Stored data

-=-=-=-=-

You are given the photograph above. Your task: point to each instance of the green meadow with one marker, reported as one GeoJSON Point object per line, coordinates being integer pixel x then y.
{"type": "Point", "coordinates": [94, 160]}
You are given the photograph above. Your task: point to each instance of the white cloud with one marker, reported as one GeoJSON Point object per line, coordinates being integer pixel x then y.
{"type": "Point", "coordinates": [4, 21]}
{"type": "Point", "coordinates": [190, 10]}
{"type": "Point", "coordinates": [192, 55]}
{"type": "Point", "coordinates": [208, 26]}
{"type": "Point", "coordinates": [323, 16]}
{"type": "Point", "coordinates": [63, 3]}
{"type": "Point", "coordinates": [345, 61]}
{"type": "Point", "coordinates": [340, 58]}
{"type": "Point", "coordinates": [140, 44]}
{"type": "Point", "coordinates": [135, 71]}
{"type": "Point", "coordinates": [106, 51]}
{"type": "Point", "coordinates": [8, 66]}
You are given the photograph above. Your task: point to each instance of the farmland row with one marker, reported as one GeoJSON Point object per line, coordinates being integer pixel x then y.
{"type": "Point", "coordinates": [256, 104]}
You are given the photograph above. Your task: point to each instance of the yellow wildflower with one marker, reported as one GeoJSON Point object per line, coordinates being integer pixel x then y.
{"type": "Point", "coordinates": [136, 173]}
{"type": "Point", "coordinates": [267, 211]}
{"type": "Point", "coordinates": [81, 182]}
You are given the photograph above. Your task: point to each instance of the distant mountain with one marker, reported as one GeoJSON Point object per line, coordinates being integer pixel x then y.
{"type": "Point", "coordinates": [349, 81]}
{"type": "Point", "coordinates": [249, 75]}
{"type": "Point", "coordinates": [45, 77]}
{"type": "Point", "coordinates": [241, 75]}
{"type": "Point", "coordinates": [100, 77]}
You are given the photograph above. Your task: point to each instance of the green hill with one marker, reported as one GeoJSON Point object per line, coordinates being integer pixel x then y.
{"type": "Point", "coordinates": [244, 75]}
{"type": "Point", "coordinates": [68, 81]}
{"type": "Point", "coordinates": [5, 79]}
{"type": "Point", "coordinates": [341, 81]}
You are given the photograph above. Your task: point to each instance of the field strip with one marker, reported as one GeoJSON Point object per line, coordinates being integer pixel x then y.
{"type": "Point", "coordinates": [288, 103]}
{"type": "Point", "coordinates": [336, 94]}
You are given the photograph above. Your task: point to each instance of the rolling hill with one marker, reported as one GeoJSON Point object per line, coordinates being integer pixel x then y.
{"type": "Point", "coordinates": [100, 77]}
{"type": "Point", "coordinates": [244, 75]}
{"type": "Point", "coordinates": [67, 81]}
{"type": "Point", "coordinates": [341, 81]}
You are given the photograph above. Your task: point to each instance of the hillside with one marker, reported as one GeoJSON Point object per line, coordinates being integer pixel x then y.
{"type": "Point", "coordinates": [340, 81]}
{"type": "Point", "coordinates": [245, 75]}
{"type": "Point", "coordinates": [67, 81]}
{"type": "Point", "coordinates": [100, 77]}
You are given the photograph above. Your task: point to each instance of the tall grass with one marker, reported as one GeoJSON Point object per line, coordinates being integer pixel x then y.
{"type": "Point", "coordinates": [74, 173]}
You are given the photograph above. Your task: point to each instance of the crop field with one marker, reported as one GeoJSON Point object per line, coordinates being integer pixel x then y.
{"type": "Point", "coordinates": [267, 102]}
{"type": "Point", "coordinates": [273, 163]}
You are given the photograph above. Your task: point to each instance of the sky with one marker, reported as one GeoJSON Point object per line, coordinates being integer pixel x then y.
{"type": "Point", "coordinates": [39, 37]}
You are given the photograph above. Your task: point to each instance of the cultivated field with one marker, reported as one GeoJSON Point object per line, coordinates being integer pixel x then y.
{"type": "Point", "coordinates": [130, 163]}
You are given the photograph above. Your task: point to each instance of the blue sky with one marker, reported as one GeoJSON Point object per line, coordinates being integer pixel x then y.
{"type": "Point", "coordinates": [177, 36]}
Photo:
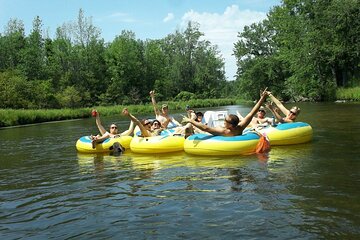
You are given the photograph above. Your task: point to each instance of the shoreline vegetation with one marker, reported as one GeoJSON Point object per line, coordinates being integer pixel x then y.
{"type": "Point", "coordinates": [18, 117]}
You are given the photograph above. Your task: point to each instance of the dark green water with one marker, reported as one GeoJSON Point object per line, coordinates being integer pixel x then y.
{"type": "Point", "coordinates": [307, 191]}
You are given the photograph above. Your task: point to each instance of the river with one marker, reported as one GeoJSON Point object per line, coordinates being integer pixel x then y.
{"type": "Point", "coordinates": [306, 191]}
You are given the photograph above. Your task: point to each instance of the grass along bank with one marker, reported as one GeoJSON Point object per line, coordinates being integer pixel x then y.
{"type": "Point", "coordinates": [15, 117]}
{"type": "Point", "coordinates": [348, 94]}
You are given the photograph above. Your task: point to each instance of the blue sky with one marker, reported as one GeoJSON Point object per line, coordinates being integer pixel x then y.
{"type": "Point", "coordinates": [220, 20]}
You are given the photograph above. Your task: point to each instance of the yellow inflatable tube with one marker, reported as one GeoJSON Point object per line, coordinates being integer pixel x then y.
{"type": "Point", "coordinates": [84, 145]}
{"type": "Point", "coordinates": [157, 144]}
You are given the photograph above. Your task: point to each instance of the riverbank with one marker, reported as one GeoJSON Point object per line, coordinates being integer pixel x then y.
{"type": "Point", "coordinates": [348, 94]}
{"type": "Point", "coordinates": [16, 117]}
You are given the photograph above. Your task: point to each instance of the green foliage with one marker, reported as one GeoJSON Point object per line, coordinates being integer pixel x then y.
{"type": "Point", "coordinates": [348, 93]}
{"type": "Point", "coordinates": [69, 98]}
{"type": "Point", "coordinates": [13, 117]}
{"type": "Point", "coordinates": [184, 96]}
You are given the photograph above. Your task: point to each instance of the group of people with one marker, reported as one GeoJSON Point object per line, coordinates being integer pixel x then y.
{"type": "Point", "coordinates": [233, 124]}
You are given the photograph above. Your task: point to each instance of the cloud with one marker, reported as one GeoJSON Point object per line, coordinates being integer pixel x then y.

-=-=-=-=-

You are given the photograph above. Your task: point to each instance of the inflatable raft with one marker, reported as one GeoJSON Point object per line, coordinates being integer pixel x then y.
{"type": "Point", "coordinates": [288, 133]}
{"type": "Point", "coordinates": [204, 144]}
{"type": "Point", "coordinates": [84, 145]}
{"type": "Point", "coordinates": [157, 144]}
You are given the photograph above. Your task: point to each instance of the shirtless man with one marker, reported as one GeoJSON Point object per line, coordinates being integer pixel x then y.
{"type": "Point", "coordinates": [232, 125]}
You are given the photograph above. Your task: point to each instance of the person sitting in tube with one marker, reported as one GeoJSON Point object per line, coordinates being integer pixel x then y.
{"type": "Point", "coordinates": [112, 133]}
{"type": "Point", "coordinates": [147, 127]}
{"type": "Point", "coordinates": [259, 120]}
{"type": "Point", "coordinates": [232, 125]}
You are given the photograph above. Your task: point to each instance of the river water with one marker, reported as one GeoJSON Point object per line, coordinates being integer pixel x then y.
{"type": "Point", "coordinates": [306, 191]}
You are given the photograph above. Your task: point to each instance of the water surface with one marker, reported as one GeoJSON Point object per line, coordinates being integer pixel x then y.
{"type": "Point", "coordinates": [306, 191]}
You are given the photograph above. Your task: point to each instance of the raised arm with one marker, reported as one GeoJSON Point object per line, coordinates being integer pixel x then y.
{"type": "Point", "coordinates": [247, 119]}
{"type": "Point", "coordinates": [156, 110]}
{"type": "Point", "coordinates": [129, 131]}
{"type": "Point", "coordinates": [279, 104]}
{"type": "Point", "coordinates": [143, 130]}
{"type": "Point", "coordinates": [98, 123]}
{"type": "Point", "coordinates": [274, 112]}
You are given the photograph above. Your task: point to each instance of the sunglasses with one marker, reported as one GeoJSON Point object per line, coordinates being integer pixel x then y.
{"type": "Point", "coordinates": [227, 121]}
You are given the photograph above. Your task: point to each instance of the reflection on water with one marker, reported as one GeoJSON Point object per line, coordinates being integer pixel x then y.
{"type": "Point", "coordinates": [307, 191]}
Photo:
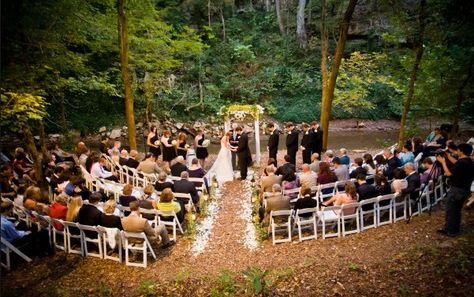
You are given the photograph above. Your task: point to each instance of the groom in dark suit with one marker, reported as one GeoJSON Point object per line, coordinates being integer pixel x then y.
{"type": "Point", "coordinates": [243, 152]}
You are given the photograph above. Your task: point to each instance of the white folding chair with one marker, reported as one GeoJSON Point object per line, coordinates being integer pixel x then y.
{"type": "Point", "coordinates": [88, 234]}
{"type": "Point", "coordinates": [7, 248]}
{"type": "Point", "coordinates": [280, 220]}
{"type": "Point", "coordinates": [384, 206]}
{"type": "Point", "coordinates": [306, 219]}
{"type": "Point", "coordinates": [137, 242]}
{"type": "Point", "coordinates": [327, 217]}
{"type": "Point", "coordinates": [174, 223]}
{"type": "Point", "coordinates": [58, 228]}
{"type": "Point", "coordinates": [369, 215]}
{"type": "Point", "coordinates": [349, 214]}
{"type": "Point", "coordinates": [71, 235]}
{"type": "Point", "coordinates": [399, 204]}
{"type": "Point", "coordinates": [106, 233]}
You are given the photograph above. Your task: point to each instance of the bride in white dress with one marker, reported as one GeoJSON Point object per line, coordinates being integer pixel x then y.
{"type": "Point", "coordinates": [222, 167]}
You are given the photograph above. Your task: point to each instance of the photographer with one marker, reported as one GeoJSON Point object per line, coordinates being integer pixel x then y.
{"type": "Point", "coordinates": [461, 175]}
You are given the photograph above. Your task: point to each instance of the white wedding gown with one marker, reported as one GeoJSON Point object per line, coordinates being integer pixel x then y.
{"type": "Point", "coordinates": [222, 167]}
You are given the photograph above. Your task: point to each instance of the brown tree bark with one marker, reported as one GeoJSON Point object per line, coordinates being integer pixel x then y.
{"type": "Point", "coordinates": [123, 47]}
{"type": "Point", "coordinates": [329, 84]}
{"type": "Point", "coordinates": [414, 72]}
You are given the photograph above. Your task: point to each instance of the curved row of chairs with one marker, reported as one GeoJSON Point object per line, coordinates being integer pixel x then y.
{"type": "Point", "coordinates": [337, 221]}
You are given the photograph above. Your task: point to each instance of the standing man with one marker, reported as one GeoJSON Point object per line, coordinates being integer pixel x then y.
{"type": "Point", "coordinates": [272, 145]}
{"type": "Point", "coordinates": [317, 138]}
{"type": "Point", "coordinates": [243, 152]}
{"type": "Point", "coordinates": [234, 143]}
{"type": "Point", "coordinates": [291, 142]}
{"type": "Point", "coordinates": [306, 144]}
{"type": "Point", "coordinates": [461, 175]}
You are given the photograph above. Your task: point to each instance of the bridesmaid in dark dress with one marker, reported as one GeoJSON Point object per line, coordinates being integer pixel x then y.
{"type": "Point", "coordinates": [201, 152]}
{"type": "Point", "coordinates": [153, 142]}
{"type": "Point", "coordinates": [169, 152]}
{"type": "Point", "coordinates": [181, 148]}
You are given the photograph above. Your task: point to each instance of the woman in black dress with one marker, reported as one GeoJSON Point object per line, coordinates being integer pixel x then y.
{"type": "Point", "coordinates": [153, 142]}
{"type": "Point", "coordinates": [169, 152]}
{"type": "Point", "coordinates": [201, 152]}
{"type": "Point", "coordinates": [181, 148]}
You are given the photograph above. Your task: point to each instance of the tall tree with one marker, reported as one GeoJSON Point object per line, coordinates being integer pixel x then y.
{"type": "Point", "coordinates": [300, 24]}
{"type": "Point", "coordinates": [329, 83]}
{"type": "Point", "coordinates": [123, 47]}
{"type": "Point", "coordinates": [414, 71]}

-=-=-=-=-

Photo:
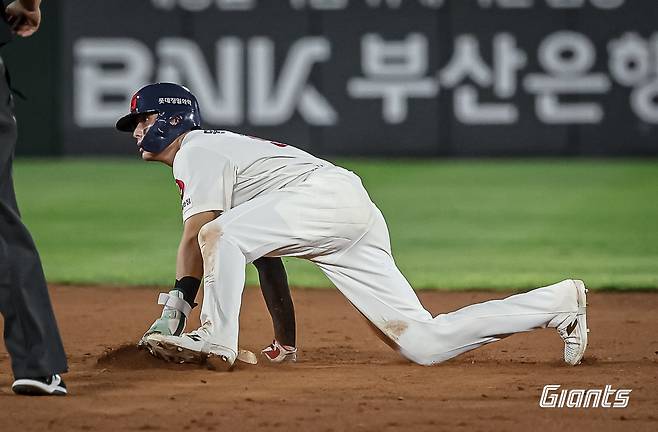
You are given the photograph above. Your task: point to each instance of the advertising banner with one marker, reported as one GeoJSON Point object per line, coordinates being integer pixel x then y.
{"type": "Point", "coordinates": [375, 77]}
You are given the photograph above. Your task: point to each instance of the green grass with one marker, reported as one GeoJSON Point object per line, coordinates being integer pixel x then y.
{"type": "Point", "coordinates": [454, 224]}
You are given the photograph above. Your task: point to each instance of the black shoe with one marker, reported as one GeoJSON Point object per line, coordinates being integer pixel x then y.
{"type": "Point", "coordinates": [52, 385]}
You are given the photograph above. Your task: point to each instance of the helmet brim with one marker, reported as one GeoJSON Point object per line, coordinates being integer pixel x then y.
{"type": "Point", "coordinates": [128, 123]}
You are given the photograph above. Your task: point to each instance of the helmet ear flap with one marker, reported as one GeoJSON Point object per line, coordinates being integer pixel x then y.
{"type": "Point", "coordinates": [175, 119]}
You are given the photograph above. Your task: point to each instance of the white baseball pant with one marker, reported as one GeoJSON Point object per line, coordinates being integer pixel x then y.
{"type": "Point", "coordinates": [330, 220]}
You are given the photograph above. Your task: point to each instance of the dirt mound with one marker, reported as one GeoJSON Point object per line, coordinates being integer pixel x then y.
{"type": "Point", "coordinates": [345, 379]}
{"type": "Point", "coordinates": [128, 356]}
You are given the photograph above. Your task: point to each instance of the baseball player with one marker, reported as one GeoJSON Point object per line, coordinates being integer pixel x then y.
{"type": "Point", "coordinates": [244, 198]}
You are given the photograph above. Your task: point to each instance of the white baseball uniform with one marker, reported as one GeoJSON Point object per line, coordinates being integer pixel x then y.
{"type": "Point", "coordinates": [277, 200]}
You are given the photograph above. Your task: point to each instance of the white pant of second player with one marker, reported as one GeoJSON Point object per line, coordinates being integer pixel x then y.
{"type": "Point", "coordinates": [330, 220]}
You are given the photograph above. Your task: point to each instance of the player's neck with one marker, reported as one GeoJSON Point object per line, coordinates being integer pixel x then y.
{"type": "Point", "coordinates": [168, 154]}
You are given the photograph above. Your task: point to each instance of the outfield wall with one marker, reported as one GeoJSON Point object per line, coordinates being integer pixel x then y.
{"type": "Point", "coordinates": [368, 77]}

-=-=-=-=-

Output the lines above between the one holding "of the group" and the one holding "of the cloud", inclusive, with nothing before or after them.

EXERCISE SOLUTION:
You are given the photograph above. Your task: point to each instance of the group of people with one marker, reported as one GeoJSON Point object per line, coordinates being integer pixel x then y.
{"type": "Point", "coordinates": [233, 124]}
You are given the photograph above. Your task: point to each instance of the cloud with one marker, reported as one GeoJSON Point object per line, coordinates being integer pixel x then y.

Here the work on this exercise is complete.